───── TEXTE ─────

Les États s'accordent toujours sur le plus petit dénominateur commun. Or celui-ci réside souvent plus dans une interdiction que dans un accord sur toute une série de valeurs maxima. Dans cette optique, le droit pénal international joue le rôle de plus petit dénominateur commun. On dira souvent dans le langage commun : " On ne peut pas tolérer ce crime. " On dira rarement : " Tous les États sont d'accord pour promouvoir un respect absolu des droits de la personne. " C'est donc à travers le droit pénal international, qui est une conception en creux, un accord sur ce qui ne doit pas être, que l'on va la plupart du temps faire évoluer la conception de la personne. Toutefois, cette promotion en creux peut aussi avoir un effet positif : il s'agit de l'élément " protection " de la personne que ne peuvent avoir dans leur cadre étatique les législations nationales. À l'heure de la mondialisation du crime, il faut savoir protéger les personnes contre la traite, le trafic de migrants, les crimes de génocide ou les crimes contre l'humanité. En faisant cela, on élève le degré de conscience de la valeur de la personne, ce qui sera ensuite répercuté au niveau des États, il faut bien l'avouer quelquefois, que cela leur plaise ou pas.
III- UNITE DES PEUPLES ET ÉGLISE
Dans l'introduction d'État de droit et Crime organisé, vous parlez du " difficile équilibre entre d'un côté les dispositions particulières nécessaires, et de l'autre côté, l'instauration, le maintien ou le rétablissement de l'État de droit qui constitue la synthèse des valeurs universelles pour lesquelles, en définitive, nous nous battons contre le crime organisé ". Comment définissez-vous l'" État de droit " ?

───── ENREGISTREMENTS EXTRAITS ─────

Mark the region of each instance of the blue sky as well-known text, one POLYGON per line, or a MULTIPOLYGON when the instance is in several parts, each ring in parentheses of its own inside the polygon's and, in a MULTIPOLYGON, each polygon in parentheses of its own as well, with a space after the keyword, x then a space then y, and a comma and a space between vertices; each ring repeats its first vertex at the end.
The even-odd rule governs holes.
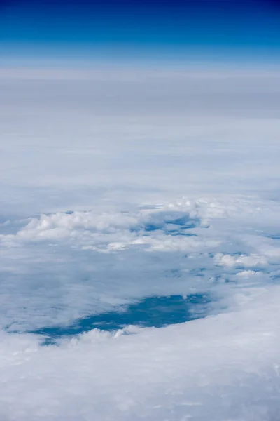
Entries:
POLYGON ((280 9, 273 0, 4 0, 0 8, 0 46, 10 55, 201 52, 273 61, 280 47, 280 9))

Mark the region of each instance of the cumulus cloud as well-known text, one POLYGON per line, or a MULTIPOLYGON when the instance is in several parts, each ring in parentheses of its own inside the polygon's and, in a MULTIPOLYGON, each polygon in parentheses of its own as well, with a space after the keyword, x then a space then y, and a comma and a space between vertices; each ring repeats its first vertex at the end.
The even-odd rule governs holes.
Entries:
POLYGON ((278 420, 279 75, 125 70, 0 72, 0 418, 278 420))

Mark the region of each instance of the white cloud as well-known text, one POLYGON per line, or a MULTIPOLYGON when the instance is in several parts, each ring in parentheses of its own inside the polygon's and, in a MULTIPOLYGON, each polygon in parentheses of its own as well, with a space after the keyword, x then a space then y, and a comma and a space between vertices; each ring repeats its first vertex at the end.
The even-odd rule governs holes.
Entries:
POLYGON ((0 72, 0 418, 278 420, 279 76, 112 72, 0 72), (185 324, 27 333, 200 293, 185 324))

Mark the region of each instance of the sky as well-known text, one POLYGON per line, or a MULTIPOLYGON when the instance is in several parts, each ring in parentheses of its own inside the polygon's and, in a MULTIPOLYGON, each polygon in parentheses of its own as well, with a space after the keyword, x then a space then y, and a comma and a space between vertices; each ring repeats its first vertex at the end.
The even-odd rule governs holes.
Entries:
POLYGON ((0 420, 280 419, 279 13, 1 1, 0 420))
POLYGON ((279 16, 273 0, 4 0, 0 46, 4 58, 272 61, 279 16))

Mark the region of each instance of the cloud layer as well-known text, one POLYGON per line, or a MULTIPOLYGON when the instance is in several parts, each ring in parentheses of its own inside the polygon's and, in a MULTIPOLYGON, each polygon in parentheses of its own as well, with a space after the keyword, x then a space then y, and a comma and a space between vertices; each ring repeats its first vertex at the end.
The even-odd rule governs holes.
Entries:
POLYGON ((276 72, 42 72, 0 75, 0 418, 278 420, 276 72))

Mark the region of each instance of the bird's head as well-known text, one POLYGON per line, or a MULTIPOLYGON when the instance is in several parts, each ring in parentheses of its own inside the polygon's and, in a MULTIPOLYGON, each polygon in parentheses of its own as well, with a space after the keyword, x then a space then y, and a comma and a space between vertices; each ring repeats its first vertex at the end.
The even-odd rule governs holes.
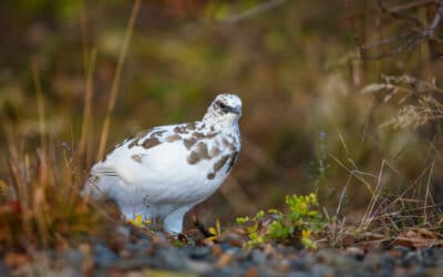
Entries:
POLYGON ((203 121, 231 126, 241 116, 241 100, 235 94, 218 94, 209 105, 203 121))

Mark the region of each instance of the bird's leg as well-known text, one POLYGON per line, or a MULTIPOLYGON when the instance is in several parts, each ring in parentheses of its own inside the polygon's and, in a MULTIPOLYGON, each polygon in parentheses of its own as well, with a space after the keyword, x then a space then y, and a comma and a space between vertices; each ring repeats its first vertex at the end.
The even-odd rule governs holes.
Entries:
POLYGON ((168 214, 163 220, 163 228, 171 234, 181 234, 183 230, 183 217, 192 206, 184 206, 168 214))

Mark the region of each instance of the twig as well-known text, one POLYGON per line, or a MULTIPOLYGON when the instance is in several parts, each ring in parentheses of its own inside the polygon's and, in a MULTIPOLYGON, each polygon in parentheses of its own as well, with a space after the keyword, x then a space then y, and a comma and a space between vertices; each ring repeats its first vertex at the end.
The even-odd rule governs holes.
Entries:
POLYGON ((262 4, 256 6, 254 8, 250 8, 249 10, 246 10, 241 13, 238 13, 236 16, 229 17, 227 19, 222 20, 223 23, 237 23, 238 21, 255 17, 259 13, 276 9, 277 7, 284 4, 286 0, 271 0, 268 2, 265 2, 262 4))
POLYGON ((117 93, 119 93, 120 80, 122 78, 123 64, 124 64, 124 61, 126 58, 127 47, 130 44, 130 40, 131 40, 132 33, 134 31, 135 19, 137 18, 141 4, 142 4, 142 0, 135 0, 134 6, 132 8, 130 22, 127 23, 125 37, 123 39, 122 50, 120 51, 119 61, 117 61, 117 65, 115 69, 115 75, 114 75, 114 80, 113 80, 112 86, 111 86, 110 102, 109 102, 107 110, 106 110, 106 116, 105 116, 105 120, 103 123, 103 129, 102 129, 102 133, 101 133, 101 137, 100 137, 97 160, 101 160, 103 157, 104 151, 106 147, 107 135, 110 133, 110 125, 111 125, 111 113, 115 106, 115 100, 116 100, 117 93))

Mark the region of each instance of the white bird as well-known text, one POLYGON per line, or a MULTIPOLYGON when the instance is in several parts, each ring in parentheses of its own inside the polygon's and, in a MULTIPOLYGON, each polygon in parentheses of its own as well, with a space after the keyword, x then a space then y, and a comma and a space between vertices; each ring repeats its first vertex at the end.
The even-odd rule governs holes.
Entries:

─────

# TRAVAIL DEMANDÉ
• a. Répondez aux questions suivantes à l'aide du texte sur le droit pénal international.
(i) Selon le texte, sur quoi les États s'accordent-ils toujours ?
(ii) Contre quoi faut-il savoir protéger les personnes à l'heure de la mondialisation du crime ?
(iii) Dans la citation tirée de l'introduction d'« État de droit et Crime organisé », que constitue l'État de droit ?
• b. Poursuivez le texte sur le droit pénal international à partir de l'endroit où il s'arrête.
Ces enregistrements n'ont aucun lien avec le texte.

# RÉPONSES PAR EXERCICE
• a.
(i) Ils s'accordent toujours sur le plus petit dénominateur commun.
(ii) Contre la traite, le trafic de migrants, les crimes de génocide ou les crimes contre l'humanité.
(iii) Il constitue la synthèse des valeurs universelles pour lesquelles, en définitive, nous nous battons contre le crime organisé.

• b.
Il s'agit d'un ensemble de valeurs de référence que l'on reconnaît comme étant l'un des fondements les plus solides de la démocratie. Cet ensemble de valeurs comprend entre autres la séparation des pouvoirs, avec en particulier l'indépendance de l'autorité judiciaire, des élections libres, le droit à un procès équitable, en général le respect des droits de la personne humaine et donc de sa dignité, des institutions dont les membres sont guidés par une éthique professionnelle rigoureuse, une presse libre. On peut sûrement ajouter d'autres éléments, mais le concept général de l'État de droit a été parfaitement illustré dans l'œuvre de Montesquieu, non seulement dans L'Esprit des Lois, où il expose les différents éléments constitutifs de l'État, mais aussi dans d'autres œuvres, où sont analysés les régimes politiques dont le manque d'État de droit pourrait entraîner la déliquescence des institutions. C'est le cas de certains passages des Lettres persanes.
Cet État de droit n'est-il pas un rêve politique, la transposition moderne de l'île d'Utopia de Thomas More d'il y a trois siècles et demi ? Nous constatons de fait que les droits de la personne sont battus en brèche dans de nombreuses sociétés modernes.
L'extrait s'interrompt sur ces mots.